REQUIREMENTS:
Reproduce the part of the listing that opens with the line containing "for woman's hand" and closes with the line containing "[0,170,37,260]", both lines included, keeping every request line and scaling each bounding-box coordinate by 0.6, rounded to the nearest whole number with halves rounded up. Give only that part.

## begin EXERCISE INPUTS

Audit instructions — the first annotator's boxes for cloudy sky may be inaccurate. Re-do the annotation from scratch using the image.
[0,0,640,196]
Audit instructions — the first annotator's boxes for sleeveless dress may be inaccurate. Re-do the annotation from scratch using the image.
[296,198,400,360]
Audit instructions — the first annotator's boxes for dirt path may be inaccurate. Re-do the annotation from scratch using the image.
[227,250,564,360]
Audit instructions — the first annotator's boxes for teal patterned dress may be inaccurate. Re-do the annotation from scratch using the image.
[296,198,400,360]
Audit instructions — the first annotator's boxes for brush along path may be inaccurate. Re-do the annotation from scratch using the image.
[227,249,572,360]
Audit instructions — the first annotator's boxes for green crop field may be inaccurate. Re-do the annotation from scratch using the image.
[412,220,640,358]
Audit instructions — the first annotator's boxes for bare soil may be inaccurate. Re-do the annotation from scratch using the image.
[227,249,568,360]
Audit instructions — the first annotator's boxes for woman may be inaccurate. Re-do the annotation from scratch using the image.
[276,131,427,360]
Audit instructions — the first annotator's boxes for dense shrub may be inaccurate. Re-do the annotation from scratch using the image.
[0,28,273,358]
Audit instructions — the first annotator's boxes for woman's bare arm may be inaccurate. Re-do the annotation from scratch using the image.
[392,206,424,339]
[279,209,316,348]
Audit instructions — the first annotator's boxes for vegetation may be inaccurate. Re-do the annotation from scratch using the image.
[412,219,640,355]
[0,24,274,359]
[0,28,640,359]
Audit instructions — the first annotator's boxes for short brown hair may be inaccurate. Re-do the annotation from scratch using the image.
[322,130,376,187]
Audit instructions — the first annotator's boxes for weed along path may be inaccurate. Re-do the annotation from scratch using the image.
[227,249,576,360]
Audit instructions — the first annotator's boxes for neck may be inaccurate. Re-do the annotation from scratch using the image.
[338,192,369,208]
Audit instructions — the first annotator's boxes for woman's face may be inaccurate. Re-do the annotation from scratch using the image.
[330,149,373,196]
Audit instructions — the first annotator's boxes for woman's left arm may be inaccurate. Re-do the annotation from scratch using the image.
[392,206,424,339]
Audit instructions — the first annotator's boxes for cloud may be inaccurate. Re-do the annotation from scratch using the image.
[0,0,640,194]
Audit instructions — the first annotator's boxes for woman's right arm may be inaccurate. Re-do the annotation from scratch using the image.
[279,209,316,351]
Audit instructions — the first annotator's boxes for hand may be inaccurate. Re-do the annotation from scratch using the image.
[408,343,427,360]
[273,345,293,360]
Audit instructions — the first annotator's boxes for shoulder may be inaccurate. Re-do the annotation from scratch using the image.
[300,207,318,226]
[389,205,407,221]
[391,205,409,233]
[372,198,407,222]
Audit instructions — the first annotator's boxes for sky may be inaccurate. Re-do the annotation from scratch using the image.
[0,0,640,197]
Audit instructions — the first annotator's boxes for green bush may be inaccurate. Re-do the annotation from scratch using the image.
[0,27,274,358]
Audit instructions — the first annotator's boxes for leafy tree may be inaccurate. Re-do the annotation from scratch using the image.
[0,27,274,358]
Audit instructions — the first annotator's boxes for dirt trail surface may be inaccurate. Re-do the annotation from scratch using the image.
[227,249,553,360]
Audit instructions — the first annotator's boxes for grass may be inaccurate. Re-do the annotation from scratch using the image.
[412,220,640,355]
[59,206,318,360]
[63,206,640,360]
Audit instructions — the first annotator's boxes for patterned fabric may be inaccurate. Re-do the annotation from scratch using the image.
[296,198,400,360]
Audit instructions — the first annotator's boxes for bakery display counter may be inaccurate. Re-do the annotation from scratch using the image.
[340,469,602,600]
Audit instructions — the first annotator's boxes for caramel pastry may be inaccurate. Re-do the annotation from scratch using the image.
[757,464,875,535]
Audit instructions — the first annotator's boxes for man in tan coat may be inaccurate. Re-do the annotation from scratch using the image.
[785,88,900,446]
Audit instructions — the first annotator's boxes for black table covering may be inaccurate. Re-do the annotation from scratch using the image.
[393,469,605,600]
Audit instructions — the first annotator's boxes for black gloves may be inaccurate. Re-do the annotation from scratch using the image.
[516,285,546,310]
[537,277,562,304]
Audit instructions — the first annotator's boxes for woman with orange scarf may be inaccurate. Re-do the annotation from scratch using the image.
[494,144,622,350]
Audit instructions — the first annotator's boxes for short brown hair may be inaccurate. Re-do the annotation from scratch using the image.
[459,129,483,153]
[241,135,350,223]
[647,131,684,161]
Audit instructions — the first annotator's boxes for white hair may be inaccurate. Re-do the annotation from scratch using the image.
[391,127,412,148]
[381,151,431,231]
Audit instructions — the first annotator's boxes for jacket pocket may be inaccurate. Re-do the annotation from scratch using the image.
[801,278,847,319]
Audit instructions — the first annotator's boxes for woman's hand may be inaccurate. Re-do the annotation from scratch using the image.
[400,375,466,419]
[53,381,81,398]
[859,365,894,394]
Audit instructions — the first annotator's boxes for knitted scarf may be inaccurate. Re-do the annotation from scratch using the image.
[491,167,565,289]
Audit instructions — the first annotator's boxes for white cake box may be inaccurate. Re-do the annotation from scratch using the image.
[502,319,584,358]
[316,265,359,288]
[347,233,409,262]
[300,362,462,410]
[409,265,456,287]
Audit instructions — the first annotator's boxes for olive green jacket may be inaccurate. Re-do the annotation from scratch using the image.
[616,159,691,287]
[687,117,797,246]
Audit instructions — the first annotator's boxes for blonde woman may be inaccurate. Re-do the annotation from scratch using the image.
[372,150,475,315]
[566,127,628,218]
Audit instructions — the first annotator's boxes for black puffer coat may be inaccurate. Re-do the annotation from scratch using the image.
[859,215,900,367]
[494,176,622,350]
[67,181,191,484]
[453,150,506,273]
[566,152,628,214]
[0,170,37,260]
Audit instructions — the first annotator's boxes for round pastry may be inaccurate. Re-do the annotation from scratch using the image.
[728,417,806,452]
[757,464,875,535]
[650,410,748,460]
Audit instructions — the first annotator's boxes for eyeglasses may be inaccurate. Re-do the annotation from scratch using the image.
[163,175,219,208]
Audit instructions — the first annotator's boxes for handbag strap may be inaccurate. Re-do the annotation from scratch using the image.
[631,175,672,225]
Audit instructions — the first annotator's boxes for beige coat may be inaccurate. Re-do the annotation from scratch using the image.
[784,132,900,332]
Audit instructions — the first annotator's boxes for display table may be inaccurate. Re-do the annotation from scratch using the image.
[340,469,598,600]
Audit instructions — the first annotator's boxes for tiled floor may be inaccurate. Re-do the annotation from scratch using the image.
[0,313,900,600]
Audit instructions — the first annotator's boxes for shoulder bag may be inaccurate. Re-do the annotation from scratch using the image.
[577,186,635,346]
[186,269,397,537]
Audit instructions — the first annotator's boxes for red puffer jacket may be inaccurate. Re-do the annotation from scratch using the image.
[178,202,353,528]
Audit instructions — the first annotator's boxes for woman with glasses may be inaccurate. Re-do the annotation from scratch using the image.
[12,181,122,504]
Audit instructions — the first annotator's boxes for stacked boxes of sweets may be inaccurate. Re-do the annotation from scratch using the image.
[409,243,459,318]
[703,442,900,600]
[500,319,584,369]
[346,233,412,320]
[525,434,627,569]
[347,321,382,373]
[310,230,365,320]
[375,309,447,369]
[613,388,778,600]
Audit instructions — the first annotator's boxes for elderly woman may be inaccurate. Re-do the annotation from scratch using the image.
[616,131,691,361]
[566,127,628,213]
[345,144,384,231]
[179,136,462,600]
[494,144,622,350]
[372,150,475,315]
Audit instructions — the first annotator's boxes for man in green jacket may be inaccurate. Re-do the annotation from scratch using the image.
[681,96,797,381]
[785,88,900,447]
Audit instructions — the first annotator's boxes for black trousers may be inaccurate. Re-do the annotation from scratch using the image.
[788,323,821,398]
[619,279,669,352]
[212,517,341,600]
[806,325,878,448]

## end EXERCISE INPUTS

ANSWER:
Audit instructions — the first annotator's boxes for woman's hand may be inaccurate. Re-do the annotation from scratch using the image.
[240,225,280,251]
[32,229,49,239]
[515,219,536,236]
Audit instructions — the first annotator's boxes for knitted scarf may be inaccurate. Re-do the annotation from scratch using the image.
[295,100,339,173]
Audit instructions — the first annotator's boxes for white cake box may be inaccurate. Re-do the annotation from scratch using the image.
[301,191,350,215]
[190,159,215,173]
[208,140,245,157]
[180,217,277,246]
[245,159,274,172]
Audit instructions — the first annotator's boxes for olive green jacket may be inaccurate. Re-do the annotation from scratch using the image.
[370,95,415,172]
[412,70,478,148]
Audit instructions — the first annotator's boxes for blonde woman may be inaccurate. Re-do the annotation from scratch using the image.
[223,90,285,189]
[340,76,377,131]
Audit instructions — the first annotator's boxes for black puffer coat may be inaccurate. Re-do the annotation from scratch using the image.
[515,129,540,220]
[296,106,373,210]
[40,109,115,290]
[272,90,304,164]
[340,91,377,128]
[0,102,22,156]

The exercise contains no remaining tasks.